● Detection examples
+-------+
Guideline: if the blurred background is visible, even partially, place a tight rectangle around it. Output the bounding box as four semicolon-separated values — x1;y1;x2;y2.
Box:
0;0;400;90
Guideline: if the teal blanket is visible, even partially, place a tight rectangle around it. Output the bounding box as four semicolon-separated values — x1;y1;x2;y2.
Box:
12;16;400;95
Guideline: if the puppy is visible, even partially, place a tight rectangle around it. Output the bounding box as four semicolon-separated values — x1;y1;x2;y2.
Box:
+-------+
● Exercise brief
Lay out these rows as a numbered list, leaving out any blank lines.

● Answer in full
1. Guideline: if the blurred background is visible, even partially, place a tight rectangle around it. Output the bounding box as four semicolon-separated values — x1;y1;x2;y2.
2. Box:
3. 0;0;400;90
4. Guideline: if the teal blanket is visible, even partially, place a tight rectangle around it. Output the bounding box as four semicolon-separated values — x1;y1;x2;y2.
5. Box:
6. 12;16;400;95
7. Guideline: if the puppy is visible, even partially, place a tight rectangle around it. Output the bounding box as four semicolon-separated values — x1;y1;x2;y2.
8. Box:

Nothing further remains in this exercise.